== TASK DIRECTIONS ==
Output every line of the records below as a JSON list of strings, one string per line, skipping blank lines. Leave the pictures out of the list.

Image object location entries:
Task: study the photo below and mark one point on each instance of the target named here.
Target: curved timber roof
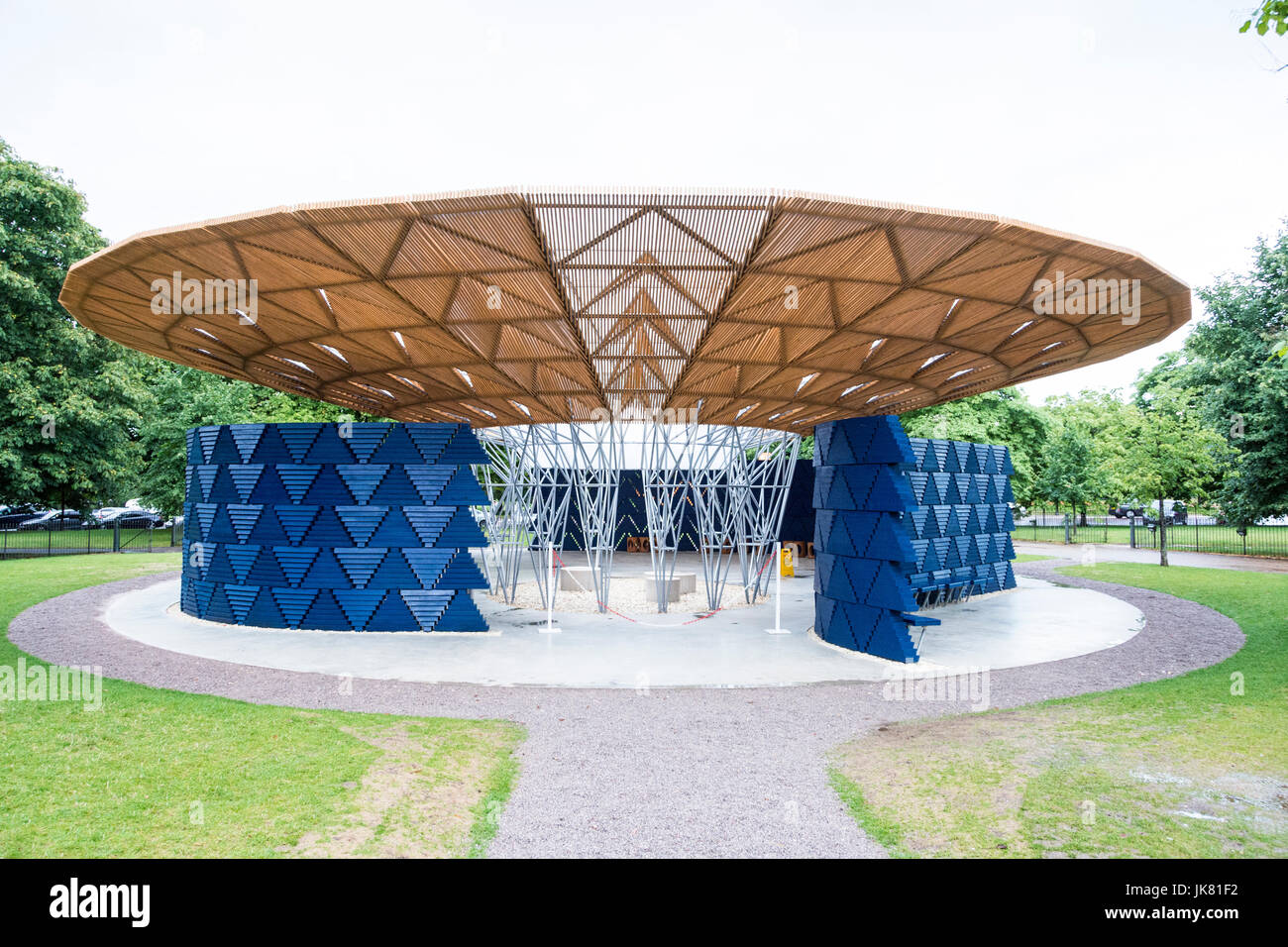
(774, 309)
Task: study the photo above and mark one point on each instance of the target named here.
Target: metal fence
(88, 539)
(1199, 534)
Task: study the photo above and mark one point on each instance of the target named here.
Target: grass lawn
(1261, 540)
(67, 541)
(159, 774)
(1190, 767)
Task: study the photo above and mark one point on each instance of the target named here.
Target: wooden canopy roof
(506, 307)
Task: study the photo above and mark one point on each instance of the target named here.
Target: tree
(1069, 474)
(1166, 453)
(1234, 375)
(1271, 14)
(1000, 418)
(180, 397)
(68, 398)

== RIGHT ANSWER ==
[
  "Task: study the photo below and mark one point on each instance of the target named here.",
  "Target: curved timber roof",
  "(774, 309)",
  "Task: study the photo above and mark one point on each instance of the target named here.",
  "Target: metal fence",
  "(88, 539)",
  "(1199, 534)",
  "Task: study the photo above and mark one point on each instance of the target named here.",
  "Target: grass lawn",
  "(1261, 540)",
  "(67, 541)",
  "(159, 774)",
  "(1190, 767)",
  "Task: study the photo above and mark one point on each instance of the target named here.",
  "Target: wooden canopy roof",
  "(506, 307)",
  "Task: study the photo above and mark one point on each instance of the target named here.",
  "Target: tree",
  "(1069, 474)",
  "(1166, 453)",
  "(1234, 375)",
  "(1271, 14)",
  "(1000, 418)",
  "(180, 397)",
  "(68, 398)"
]